Records shown
■ ■ ■

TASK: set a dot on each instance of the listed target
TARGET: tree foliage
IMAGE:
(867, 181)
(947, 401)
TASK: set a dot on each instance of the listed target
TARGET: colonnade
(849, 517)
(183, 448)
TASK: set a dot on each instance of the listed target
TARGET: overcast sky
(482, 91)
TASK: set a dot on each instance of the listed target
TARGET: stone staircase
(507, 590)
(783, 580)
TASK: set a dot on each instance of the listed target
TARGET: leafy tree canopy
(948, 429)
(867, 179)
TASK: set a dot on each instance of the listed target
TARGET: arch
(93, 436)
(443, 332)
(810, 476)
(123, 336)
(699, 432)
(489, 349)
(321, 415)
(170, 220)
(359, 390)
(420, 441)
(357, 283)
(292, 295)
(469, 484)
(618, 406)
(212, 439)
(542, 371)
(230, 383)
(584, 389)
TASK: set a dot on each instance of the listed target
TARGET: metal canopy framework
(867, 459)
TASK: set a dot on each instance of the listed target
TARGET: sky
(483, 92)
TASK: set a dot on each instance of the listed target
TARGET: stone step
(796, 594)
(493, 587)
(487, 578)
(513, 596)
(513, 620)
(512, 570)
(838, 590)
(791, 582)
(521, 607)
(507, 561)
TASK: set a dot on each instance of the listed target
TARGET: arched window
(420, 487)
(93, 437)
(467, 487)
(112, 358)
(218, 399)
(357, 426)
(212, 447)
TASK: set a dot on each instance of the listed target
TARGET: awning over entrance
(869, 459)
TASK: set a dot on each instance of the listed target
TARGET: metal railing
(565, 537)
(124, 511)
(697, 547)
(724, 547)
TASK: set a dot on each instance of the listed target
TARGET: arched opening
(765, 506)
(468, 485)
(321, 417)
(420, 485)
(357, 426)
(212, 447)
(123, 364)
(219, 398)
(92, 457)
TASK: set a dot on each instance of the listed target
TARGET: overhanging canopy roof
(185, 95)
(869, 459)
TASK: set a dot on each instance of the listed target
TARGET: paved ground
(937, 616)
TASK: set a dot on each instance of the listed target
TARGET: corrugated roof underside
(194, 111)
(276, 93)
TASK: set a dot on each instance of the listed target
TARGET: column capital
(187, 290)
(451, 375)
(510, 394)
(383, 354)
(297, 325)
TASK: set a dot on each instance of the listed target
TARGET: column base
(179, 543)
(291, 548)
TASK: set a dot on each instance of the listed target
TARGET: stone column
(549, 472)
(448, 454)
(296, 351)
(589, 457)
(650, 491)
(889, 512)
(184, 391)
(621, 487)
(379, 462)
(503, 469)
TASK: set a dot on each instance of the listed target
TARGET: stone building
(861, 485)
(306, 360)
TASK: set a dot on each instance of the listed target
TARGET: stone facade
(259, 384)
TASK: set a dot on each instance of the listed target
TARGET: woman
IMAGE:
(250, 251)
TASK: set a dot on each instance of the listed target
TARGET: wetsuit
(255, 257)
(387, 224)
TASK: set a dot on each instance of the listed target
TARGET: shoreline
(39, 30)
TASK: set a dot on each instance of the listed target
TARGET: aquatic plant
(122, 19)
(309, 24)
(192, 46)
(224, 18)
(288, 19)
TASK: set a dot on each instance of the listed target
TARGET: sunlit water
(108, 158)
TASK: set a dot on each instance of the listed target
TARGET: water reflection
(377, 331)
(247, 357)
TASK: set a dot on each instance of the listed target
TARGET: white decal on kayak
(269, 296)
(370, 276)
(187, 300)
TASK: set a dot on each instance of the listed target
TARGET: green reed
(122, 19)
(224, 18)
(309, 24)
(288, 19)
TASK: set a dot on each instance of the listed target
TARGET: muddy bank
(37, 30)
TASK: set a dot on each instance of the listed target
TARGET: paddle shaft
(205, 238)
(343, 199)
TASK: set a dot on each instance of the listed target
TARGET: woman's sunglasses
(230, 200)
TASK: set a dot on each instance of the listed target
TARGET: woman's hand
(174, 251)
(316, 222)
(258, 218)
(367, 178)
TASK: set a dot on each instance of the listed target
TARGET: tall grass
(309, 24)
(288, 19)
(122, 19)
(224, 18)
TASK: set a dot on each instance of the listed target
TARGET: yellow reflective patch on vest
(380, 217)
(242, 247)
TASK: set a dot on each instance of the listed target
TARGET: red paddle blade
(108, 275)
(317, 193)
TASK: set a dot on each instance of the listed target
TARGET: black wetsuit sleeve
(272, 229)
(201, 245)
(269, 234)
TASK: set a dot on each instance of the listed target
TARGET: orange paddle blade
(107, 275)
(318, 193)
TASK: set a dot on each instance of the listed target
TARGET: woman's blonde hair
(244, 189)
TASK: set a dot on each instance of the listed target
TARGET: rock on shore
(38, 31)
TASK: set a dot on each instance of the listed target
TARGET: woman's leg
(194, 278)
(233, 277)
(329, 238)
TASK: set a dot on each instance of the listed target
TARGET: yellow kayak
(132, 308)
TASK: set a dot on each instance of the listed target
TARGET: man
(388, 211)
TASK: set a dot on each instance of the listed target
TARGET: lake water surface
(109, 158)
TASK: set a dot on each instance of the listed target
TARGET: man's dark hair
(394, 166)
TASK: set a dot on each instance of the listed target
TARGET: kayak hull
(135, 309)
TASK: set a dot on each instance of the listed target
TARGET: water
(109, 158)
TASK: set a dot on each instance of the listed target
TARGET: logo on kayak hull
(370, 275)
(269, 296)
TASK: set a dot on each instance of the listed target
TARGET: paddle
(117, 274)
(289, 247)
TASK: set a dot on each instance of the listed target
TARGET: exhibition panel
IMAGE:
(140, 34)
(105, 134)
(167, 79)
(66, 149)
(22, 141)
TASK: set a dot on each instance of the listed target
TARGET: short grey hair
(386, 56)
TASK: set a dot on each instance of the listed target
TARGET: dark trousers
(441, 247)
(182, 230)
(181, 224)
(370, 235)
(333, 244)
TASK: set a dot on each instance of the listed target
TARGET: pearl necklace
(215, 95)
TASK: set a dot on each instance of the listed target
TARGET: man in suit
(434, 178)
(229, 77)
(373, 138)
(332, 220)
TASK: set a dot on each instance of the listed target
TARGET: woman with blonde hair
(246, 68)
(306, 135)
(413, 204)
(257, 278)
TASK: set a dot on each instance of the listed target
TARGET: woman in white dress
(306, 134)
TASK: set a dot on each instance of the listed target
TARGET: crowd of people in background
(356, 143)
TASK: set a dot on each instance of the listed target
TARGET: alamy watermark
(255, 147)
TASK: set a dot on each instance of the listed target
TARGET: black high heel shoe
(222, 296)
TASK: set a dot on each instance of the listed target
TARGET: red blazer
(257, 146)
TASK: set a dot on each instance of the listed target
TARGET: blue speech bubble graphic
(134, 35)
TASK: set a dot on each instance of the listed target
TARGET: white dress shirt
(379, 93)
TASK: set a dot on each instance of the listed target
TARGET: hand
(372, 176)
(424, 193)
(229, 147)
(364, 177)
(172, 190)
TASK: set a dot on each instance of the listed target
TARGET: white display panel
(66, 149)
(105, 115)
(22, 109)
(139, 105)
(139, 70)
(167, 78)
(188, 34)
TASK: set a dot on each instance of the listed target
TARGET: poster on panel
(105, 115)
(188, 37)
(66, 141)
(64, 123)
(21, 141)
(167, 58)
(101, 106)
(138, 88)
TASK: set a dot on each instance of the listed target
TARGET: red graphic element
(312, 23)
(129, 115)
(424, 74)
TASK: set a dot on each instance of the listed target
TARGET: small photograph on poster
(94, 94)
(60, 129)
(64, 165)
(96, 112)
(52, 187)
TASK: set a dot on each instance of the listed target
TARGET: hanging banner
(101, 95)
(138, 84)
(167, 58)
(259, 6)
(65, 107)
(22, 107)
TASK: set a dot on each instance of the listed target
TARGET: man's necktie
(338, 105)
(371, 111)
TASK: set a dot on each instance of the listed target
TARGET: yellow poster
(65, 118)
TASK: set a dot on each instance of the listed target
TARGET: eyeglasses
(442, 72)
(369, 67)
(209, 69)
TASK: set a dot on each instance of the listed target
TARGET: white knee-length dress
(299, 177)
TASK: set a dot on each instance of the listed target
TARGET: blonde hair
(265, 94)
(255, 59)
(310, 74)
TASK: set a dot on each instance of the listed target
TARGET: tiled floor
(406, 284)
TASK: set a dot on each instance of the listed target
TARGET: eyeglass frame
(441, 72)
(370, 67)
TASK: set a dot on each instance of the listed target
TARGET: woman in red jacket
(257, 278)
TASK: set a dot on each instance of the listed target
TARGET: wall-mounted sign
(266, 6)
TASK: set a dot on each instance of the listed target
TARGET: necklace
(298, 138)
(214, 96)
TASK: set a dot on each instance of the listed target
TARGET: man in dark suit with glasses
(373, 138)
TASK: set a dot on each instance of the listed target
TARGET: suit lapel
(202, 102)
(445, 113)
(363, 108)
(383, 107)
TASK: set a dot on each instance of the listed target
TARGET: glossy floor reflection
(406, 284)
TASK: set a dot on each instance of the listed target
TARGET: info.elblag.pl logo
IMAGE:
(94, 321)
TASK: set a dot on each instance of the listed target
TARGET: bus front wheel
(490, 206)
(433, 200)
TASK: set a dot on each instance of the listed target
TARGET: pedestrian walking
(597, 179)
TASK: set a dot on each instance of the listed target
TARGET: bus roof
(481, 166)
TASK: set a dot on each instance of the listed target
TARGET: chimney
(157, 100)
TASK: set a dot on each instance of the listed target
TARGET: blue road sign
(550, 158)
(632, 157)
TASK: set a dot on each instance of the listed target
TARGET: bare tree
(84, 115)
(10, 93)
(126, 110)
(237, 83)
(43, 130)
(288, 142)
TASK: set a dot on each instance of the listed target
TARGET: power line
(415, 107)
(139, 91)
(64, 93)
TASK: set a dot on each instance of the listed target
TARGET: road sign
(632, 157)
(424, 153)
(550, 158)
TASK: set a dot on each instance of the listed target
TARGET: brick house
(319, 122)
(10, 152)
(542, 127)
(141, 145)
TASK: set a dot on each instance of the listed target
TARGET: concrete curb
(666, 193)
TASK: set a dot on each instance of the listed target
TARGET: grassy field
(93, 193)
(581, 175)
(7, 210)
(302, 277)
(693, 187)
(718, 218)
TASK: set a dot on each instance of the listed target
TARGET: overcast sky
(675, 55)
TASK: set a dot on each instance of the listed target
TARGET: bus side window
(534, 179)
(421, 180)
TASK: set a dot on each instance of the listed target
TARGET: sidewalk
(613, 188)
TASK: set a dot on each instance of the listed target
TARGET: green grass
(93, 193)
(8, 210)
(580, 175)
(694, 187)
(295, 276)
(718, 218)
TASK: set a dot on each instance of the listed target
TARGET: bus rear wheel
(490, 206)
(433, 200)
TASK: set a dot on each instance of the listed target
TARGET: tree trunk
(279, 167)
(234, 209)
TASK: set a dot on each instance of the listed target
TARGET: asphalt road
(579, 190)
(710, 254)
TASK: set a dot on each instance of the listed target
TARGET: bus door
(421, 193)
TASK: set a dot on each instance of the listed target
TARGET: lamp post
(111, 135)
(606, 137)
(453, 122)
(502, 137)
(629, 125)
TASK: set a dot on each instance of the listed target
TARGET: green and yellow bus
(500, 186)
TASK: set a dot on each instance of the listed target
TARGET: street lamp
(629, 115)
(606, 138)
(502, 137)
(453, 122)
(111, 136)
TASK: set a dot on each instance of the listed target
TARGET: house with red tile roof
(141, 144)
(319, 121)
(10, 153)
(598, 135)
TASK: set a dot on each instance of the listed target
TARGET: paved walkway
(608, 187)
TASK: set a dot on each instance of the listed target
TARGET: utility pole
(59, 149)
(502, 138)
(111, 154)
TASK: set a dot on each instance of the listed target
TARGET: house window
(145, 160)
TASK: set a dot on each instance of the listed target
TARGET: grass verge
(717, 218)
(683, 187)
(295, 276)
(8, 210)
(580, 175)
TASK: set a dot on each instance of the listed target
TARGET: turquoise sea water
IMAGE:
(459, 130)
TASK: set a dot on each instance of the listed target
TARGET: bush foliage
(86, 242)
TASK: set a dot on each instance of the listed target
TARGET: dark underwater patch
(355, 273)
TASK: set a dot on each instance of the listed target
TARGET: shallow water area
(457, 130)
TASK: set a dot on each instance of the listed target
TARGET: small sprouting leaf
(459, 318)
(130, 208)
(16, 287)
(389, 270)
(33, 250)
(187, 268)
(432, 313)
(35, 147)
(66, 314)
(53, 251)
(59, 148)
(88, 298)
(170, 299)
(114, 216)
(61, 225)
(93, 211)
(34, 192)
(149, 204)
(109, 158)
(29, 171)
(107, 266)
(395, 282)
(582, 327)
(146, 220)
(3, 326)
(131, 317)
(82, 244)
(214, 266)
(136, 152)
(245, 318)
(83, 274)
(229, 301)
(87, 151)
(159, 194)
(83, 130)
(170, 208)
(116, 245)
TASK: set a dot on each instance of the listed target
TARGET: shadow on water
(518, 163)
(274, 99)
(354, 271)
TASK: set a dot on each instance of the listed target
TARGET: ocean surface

■ ■ ■

Pull out every line of the records above that contains the word "house", and copy each one.

TARGET: brick house
TARGET: house with red tile roof
TARGET: house window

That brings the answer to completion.